#### EXERCISE INSTRUCTIONS:
Your output should match the listing below word for word, without any images.

#### EXTRACTED DATA:
————

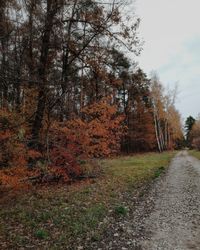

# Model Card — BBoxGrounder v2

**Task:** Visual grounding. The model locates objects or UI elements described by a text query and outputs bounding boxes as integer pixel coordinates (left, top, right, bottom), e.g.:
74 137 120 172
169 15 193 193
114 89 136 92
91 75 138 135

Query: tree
189 117 200 150
185 116 196 147
0 0 184 187
31 0 63 148
121 69 156 153
150 73 183 152
150 74 165 152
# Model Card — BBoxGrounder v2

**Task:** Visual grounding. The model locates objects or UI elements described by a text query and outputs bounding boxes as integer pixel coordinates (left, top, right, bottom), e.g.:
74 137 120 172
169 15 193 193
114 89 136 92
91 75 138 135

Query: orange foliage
0 130 11 141
49 148 81 181
27 149 42 159
0 98 125 188
0 166 34 190
0 109 40 189
50 98 125 158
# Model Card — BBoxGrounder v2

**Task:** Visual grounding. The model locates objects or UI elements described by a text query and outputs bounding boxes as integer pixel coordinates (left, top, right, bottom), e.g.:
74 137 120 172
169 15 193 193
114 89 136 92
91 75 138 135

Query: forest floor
0 151 175 249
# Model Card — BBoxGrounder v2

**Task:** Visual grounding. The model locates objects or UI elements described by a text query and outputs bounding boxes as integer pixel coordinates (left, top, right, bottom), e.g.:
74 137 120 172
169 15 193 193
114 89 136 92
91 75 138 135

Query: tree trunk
153 111 162 153
31 0 58 148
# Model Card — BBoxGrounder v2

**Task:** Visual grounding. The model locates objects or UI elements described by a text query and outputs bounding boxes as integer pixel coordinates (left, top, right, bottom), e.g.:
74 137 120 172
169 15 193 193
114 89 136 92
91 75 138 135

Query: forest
4 1 200 249
0 0 184 188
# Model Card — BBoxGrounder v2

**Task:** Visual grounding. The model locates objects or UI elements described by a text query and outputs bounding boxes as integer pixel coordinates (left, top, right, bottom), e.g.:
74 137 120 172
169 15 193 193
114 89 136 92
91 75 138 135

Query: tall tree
185 116 196 147
31 0 63 148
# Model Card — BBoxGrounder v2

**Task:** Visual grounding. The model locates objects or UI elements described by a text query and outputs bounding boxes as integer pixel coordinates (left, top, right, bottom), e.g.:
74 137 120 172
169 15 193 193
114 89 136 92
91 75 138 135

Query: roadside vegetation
188 150 200 159
0 151 175 249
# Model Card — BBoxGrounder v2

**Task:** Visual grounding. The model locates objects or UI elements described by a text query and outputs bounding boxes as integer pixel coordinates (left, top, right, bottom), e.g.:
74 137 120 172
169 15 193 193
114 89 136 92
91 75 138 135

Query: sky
134 0 200 120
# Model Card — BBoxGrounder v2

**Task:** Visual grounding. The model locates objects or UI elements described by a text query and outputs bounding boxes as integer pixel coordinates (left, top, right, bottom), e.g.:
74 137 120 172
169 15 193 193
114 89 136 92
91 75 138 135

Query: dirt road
142 151 200 250
91 151 200 250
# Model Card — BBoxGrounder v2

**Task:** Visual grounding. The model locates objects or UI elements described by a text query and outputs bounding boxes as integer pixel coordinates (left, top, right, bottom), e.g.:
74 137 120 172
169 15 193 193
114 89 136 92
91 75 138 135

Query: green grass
114 205 127 216
154 166 165 178
35 229 49 239
189 150 200 159
0 151 176 249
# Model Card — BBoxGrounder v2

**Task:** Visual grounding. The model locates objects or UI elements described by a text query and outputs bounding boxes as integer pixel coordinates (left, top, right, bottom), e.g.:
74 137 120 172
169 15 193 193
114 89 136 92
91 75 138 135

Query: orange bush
0 109 39 188
0 98 125 187
50 98 125 159
0 166 34 190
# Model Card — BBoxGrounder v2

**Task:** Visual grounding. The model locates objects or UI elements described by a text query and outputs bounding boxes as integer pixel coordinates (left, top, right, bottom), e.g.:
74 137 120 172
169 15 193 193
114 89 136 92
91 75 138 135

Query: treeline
0 0 183 185
185 116 200 150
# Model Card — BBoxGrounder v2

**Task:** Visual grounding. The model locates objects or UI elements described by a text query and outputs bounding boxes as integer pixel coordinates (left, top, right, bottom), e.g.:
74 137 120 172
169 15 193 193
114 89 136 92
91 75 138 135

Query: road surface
90 151 200 250
142 151 200 250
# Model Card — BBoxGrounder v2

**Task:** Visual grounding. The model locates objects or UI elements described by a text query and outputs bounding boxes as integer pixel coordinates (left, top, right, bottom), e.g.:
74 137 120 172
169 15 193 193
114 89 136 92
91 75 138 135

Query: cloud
135 0 200 118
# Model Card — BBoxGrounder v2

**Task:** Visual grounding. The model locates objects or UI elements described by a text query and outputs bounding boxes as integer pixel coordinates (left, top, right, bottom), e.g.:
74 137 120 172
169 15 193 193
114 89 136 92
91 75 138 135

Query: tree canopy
0 0 183 188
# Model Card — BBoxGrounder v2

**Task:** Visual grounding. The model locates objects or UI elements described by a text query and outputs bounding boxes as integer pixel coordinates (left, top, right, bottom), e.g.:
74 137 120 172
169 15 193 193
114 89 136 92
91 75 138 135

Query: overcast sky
134 0 200 120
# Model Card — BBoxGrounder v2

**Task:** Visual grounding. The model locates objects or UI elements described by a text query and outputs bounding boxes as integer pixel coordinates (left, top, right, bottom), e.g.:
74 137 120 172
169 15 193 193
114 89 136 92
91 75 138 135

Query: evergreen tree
185 116 196 147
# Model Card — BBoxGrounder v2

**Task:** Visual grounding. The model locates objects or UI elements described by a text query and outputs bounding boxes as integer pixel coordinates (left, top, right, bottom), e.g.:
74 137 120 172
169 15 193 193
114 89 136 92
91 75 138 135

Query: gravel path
88 151 200 250
142 150 200 250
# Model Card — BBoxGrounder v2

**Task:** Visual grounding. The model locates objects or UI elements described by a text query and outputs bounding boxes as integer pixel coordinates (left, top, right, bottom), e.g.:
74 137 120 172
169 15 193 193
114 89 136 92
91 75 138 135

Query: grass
189 150 200 159
114 205 127 216
154 166 165 178
0 151 176 249
35 229 49 239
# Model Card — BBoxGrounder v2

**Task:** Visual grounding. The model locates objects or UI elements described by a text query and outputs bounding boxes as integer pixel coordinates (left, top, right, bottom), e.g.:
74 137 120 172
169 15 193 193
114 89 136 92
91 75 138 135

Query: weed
35 229 48 239
154 166 165 178
114 205 127 216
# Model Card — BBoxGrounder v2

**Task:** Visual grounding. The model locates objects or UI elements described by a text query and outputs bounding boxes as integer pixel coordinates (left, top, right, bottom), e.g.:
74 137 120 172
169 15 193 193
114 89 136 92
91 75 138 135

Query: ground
2 150 200 249
141 151 200 249
0 152 174 249
91 150 200 250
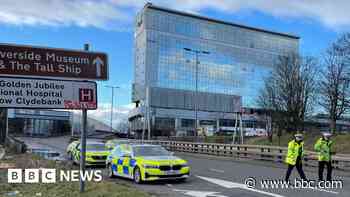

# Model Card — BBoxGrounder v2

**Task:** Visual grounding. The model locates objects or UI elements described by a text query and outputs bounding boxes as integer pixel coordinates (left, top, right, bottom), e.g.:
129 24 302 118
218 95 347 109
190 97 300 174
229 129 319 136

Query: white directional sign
0 77 97 109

————

#### SOLUTION FOR THIS PROBLEM:
# Model Card — BBoxGrounder v2

**Task:** Visual grounding. The model locates objects or UI elements described by a text query and outputs bounding boxes as integer pixel coordinates (left, top, right, bottom), e.g.:
74 137 120 172
169 15 193 193
114 89 136 92
91 75 138 135

Query: tree
189 117 200 150
185 116 196 147
0 0 184 187
31 0 63 148
121 69 156 153
150 73 183 152
150 74 165 152
# Model Card — BBoxGrounder v2

**Task:** Visual grounding. The model locates objects or UI elements described by a text query and outputs bounding boxes as integer pixel coordinates (left, top, right, bottom), e.g.:
74 137 120 172
169 15 193 193
114 89 136 92
91 75 138 135

Query: orange foliage
0 130 11 141
49 148 81 181
27 149 42 159
0 98 125 188
0 166 34 190
0 109 40 189
50 98 125 158
# Model Card — BBoxGrounder v2

**Task:** Visual grounding. The model locates objects or UI elements described by a text query and outputs bounding boxes as integer pixel coordinates (left, top, right, bottom), e.g.:
74 137 120 172
169 15 193 193
114 89 136 92
91 75 138 135

Query: forest floor
0 151 175 249
# Model Card — BBoxGrounder v2

**Task:** Visual grounding. The model locates objects or UI elements described by a text query and outputs bounding boxes as integer pixel coordinates (left, top, right, bottom), e.g.:
74 137 120 172
169 15 193 193
114 89 136 92
91 75 138 135

Query: tree trunk
153 111 162 153
31 0 58 148
# Model Card — BBoxGrounder v2

**Task:** Visual grounding. The model locates objects or UI elements described by a text query and outputs bounding boxes as integer pixel coordinates (left, top, right, bottom), e.g.:
74 137 120 172
169 15 193 193
114 89 136 92
91 75 138 135

Query: forest
4 1 200 249
0 0 184 188
# Model Card — BBoxGrounder v2

**Task:** Visual grounding. The model locates objects or UI elements described by a text query and outputs bounding boxes as integer pixel coordinates (left, top, right, bottom), e.g.:
74 137 120 172
169 15 193 193
114 89 136 92
91 75 138 135

Query: tall tree
185 116 196 147
31 0 63 148
# Model Card — BBoxGrounder v2

**Task:** Visual grounding. The model locates objects or UI elements described by a text query and outputs bounding boxes as integer pixel coordinates (left, top, right, bottom), e.g.:
74 137 120 172
169 15 193 193
114 89 136 92
91 75 138 135

Query: roadside vegetation
188 150 200 159
0 151 175 249
# Model Card — BBoxGrounder v2

**Task:** Visual grounding. The model locates objects or UI elements described by a text query and outputs bounding boxes as integer pixel coordinates (left, top, right, bottom), e.g.:
74 137 120 172
169 15 193 193
114 89 136 92
91 75 138 135

Query: sky
134 0 200 120
# Model Card — BBoxGrounder v2

**Task:** Visual grounding. The model locates objects or UI elements described by a text query and outputs bounding boxes as integer pixel coordinates (left, top, right, bottom), e.g.:
74 137 120 172
169 15 193 193
114 89 136 92
91 75 138 135

Query: dirt road
142 151 200 250
91 151 200 250
# Model Card — BBoxGrounder v2

**Task:** Visual grounding. The model locates objects or UI elements described by a text query and outputs bounding boxes as integer pixel coordinates (left, top, right, bottom), e.g.:
74 137 120 172
169 15 193 193
114 89 136 92
91 75 138 135

Query: green grass
114 205 127 216
154 166 165 178
35 229 49 239
189 150 200 159
0 151 176 249
# Model Card — BBoxGrounder v2

**Task:** Visual grounding. The model locates objects or UI elements described by a text query and outputs bounding boxes as integer pixel coordinates (left, top, right, bottom), e.g.:
74 137 120 172
169 15 193 193
114 89 136 92
91 75 138 135

Query: orange bush
0 109 39 188
0 98 125 187
50 98 125 159
0 166 34 190
# Model Card — BBoxGrounder v2

**Task:** Visual grounding. The model locates objects or UI elements described by a text query and outputs bounding boxes as integer pixel coordinates (left, top, right, bottom), e.g.:
74 137 120 172
169 15 193 193
114 89 136 92
91 75 138 135

Query: treeline
0 0 183 185
185 116 200 150
# Model Card — BBoxGrounder v2

**Task:** Visual grounding. The model locates objects or UI elements described by a text query and outputs bounding boxes as integer pixel coordinates (left, top, right, bottom), e.g.:
74 137 120 172
169 15 193 193
114 89 136 92
91 75 138 135

Query: road surface
90 151 200 250
142 151 200 250
# Model Card — BBoxGrounder v2

**Task:** Visual grounding. The model locates objects or UI elements described by a text query and outputs bounding boxes as integer pixel coordinates (left, top, right, bottom), e.g.:
74 137 120 172
169 15 193 193
114 89 136 92
91 75 138 135

Query: cloud
135 0 200 118
# Model Card — BBoxGrounder v2

**Task:** Visual grounding. The model locates objects or UI elements described by a text query and outputs bounding boxes as integer pixel coordinates (left, top, right, bottom), e.g.:
74 137 120 172
169 15 193 193
114 89 136 92
91 75 138 135

Query: tree canopy
0 0 183 188
# Model Card — BBoxGrounder v2

**Task:** Visual grounding. The model locates objects or UI elements described by a text query and outputs bounding boxes as integer pixel coordinates (left, top, right, bottom), e.g.:
74 137 120 172
169 15 193 193
114 89 136 92
91 75 138 135

Query: overcast sky
134 0 200 120
# Model Card — BBoxGrounder v2

**Task:** Visual grounding. The model locates objects or UI elements described by a text query and outputs bounding boxes as integer pixel coordinates (left, top, right, bottom), e.g.:
74 137 120 172
169 15 193 193
114 89 136 92
91 75 138 135

Query: evergreen tree
185 116 196 147
# Model Card — BBoxGrounder v2

**Task:** Visual grounding. The model locates objects or UI elements described by a text query and outputs bounding boxes as integer pixel coordinates (left, top, right, bottom), e.g.:
74 137 120 172
169 15 193 193
114 89 136 92
91 75 138 135

Query: gravel path
88 151 200 250
142 150 200 250
# Model Card — BBoxGrounder v2

**Task:** Visual grounding. The model locates objects or UI elements described by a text query and outputs bounding boxes as integer pixel coordinates (left, top, right, bottom), e.g.:
74 137 120 172
169 15 193 193
114 89 136 92
91 75 138 135

Query: grass
189 150 200 159
114 205 127 216
154 166 165 178
0 151 176 249
35 229 49 239
# Model Card — BBoxGrounder v2

**Task:** Visual grounding. The model locates objects or UI elements described by a text query and outputs bounding boxes as integer pixel coordinates (left, top, right, bottom), e.g.:
74 137 120 172
169 15 193 193
114 89 136 92
91 75 138 135

Query: weed
35 229 48 239
154 166 165 178
114 205 127 216
# Model Card — BBoxGrounder v2

**Task:** Visual grounding. The model locates objects or UI elements described by a text query and outputs bounding boxes as integer pixel coordinates (left, top, right, bottom), e.g.:
74 137 120 172
169 15 193 193
114 89 136 92
91 75 138 135

Query: ground
2 150 200 249
141 151 200 249
0 152 174 249
91 150 200 250

# Model Card — BBoxGrounder v2

**Task:** Visual grounding. The model locates objects or UI elements described by a text query and outputs bounding boxes as integer pixel coordinates (left, top, right, bottom), e.g.:
129 24 302 118
218 95 347 109
190 97 300 174
229 129 319 136

Query: white directional sign
0 77 97 109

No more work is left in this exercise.